Pointing dataset excerpts:
--------------------------------
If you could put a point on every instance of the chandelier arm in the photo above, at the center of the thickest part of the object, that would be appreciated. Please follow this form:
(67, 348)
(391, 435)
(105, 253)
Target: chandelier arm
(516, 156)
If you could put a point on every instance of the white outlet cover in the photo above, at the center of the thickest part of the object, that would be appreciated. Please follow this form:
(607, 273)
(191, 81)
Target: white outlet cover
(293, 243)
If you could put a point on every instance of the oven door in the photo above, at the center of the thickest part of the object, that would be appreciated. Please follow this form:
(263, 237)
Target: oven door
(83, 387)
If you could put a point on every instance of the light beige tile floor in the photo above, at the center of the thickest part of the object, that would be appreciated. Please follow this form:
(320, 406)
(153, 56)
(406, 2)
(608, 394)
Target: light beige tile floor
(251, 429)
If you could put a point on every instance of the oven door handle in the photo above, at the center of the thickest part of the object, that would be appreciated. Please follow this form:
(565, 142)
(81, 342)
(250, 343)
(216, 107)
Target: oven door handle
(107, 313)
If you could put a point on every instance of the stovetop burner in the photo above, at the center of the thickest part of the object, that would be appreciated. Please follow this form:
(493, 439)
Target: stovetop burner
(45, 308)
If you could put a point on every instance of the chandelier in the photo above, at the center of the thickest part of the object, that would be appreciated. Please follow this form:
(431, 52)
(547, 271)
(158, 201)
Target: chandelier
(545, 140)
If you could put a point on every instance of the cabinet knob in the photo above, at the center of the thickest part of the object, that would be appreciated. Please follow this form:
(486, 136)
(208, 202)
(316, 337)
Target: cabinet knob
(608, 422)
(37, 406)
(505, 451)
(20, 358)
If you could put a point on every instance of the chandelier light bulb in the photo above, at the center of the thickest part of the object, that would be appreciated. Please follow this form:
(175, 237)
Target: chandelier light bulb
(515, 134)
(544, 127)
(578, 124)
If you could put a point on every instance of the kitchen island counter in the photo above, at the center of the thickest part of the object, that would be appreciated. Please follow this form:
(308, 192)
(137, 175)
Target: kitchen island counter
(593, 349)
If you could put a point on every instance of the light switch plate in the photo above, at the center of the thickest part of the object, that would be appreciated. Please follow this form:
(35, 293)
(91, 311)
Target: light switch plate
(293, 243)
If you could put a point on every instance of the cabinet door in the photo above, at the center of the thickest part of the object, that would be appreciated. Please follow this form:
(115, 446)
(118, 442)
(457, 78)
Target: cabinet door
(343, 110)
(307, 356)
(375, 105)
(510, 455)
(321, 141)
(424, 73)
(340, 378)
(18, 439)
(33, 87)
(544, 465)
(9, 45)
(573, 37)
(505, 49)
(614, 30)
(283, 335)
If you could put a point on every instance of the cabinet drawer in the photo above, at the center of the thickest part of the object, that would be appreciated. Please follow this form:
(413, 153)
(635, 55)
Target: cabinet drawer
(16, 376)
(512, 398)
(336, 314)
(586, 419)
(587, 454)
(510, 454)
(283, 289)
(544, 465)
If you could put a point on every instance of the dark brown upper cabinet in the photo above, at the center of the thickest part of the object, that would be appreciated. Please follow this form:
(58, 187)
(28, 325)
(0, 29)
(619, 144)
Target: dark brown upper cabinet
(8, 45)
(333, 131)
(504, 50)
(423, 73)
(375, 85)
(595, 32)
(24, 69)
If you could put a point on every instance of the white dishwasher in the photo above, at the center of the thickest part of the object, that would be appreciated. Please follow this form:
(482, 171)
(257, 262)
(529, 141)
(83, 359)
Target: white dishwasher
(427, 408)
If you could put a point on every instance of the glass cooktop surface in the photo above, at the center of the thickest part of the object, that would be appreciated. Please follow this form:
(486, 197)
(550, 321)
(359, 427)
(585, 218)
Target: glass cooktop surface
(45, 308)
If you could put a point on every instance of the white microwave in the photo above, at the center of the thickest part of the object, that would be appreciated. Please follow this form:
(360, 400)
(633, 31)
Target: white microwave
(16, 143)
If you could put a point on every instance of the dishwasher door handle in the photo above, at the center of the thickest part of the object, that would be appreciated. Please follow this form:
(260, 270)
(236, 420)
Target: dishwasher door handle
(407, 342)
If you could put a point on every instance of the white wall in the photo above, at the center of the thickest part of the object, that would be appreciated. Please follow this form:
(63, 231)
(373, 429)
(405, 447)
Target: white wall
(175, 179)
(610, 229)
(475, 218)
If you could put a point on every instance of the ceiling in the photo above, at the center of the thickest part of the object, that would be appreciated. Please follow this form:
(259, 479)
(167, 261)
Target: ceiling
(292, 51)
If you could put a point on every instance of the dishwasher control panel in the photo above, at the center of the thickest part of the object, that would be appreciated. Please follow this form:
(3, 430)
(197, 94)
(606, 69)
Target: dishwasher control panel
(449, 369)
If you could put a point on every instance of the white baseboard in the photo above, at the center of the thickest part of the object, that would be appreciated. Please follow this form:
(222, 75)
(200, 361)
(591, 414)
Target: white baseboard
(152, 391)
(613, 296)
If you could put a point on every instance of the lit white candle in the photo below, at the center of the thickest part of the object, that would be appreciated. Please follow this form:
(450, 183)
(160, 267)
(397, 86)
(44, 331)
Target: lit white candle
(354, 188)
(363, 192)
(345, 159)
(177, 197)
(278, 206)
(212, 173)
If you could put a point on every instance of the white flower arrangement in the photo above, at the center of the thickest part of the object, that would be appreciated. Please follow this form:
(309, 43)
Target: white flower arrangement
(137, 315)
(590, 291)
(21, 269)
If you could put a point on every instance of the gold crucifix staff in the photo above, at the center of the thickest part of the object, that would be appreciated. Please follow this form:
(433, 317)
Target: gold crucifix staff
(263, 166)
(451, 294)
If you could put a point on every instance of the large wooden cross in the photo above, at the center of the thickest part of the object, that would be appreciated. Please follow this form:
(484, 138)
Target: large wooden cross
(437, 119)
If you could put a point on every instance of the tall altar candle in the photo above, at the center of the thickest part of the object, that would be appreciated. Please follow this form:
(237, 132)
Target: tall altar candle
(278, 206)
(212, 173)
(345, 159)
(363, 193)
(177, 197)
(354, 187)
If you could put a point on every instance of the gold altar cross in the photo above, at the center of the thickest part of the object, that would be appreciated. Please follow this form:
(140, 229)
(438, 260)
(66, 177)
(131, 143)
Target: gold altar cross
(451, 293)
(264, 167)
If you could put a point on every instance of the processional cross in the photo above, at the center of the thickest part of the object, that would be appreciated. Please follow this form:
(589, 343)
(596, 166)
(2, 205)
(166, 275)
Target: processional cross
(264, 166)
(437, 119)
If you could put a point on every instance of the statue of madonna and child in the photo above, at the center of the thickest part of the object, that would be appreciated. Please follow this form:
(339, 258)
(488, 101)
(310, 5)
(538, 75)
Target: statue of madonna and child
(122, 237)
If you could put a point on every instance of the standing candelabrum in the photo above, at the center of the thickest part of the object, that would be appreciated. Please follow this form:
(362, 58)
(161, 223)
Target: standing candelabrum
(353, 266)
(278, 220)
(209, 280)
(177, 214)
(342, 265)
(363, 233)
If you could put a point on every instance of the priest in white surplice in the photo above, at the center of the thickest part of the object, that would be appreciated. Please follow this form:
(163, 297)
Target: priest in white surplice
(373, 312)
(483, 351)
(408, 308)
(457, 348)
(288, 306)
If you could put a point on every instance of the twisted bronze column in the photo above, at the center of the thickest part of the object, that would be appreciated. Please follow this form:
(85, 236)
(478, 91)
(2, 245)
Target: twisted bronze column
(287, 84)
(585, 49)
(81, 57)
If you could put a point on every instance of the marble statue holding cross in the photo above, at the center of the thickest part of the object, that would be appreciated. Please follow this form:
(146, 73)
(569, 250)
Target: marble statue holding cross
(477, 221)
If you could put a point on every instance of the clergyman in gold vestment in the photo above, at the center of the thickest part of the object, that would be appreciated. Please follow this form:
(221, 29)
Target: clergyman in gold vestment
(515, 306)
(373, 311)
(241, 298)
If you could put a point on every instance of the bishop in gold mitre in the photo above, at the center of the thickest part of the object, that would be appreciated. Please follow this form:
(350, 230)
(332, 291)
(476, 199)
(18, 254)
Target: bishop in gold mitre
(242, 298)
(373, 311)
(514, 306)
--------------------------------
Task to carry out => Find the line with "of the twisted" in the listing above, then write out that line and each remaining line exactly, with no other text.

Answer to the task =>
If you could put a point on every instance of the twisted bronze column in the photo above, at the center of the thickest part of the object, that would be appreciated. Please follow this form:
(85, 236)
(478, 91)
(2, 245)
Target: twisted bronze column
(287, 84)
(585, 49)
(81, 57)
If you could put a point on every instance of the marble statue holding cross in the photo above, at the center of the thickest part of the object, that would be appreciated. Please follow this form:
(146, 73)
(569, 250)
Target: marble statue holding cross
(477, 221)
If you could put a point on every instance of the clergyman in gold vestment in the photo above, at the center of the thickest part of the object, that would be appreciated. Please follow this form:
(221, 29)
Target: clergyman in gold vestment
(515, 306)
(373, 311)
(241, 298)
If you could put a point on every instance of the bishop in gold mitre in the photo above, at the center of the thickest part of the object, that would be appreciated. Please follow this form:
(350, 230)
(332, 291)
(476, 199)
(18, 254)
Target: bishop in gold mitre
(242, 298)
(373, 311)
(514, 306)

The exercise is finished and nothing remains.